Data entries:
#####
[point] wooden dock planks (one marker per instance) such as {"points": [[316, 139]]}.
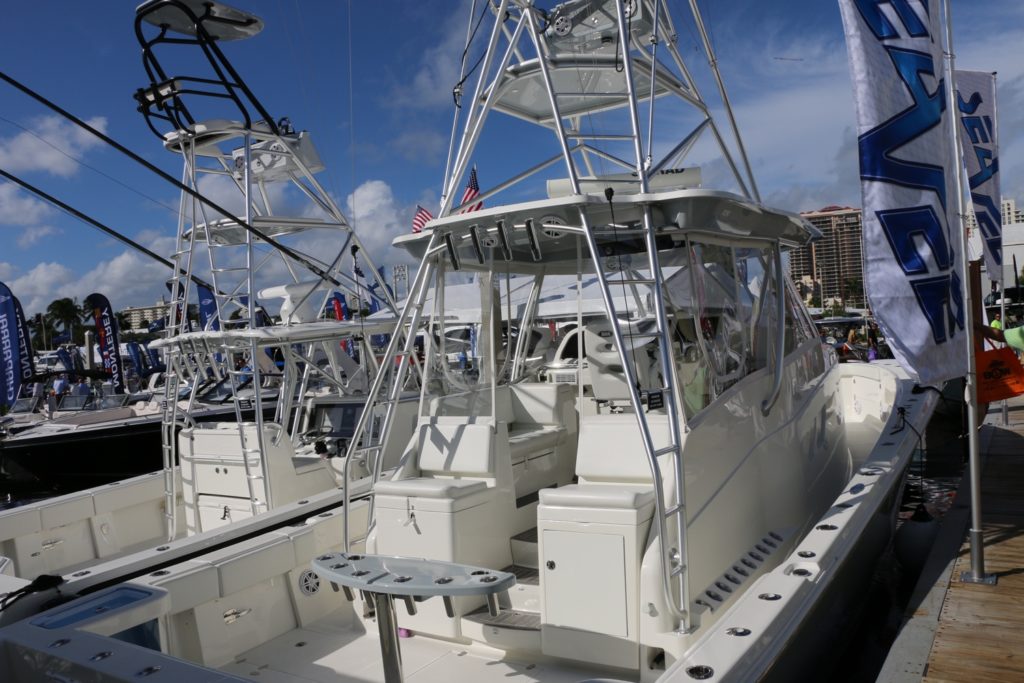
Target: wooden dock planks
{"points": [[980, 636]]}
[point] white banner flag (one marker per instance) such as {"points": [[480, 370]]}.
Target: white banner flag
{"points": [[911, 243], [979, 136]]}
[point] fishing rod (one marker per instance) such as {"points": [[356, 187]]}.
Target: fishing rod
{"points": [[104, 228], [312, 267]]}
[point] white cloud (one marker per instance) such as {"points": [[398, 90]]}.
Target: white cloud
{"points": [[34, 233], [50, 146], [378, 219], [44, 283], [18, 208]]}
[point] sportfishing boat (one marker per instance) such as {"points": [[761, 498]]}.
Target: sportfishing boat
{"points": [[253, 416], [692, 500], [93, 440]]}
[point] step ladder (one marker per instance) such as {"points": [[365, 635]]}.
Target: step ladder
{"points": [[371, 437]]}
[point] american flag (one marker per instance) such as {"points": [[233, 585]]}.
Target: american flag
{"points": [[472, 189], [421, 218]]}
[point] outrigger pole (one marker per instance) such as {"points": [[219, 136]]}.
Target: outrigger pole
{"points": [[977, 572], [100, 226], [312, 267]]}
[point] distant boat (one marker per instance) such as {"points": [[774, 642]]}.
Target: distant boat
{"points": [[696, 498]]}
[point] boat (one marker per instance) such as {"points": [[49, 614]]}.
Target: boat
{"points": [[93, 440], [694, 499], [24, 414], [251, 416]]}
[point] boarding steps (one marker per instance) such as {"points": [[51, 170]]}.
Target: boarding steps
{"points": [[517, 626]]}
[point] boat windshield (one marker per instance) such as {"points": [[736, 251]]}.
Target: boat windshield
{"points": [[219, 391], [337, 420], [115, 400], [26, 404], [75, 402]]}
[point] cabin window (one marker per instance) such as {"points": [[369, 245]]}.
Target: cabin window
{"points": [[732, 304]]}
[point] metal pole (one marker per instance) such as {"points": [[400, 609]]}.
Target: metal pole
{"points": [[387, 628], [977, 572]]}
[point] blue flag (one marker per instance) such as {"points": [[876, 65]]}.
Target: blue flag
{"points": [[70, 366], [155, 361], [28, 364], [107, 336], [10, 364]]}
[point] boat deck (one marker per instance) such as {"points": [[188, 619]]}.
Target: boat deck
{"points": [[960, 631], [332, 651]]}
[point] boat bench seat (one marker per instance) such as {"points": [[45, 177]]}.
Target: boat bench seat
{"points": [[527, 440], [612, 504]]}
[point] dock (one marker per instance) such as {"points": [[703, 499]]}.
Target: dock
{"points": [[957, 631]]}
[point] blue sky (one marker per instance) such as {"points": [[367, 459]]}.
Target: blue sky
{"points": [[374, 89]]}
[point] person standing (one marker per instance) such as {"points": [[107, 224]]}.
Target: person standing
{"points": [[1014, 337]]}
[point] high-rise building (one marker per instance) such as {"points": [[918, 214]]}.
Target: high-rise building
{"points": [[1010, 212], [832, 270]]}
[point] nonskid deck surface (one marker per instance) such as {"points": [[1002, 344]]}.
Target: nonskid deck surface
{"points": [[332, 651]]}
#####
* _What you need to do_:
In the entries above, restate word for word the lines between the one holding "[point] outrigger pole" and the one holding "[point] distant boat", inclusive, and nothing besides.

* _Written answer_:
[point] outrigger pole (one marker per instance) such as {"points": [[219, 136]]}.
Target: outrigger pole
{"points": [[977, 572], [100, 226], [312, 267]]}
[point] distant boat (one marker per instance) such as {"points": [[774, 642]]}.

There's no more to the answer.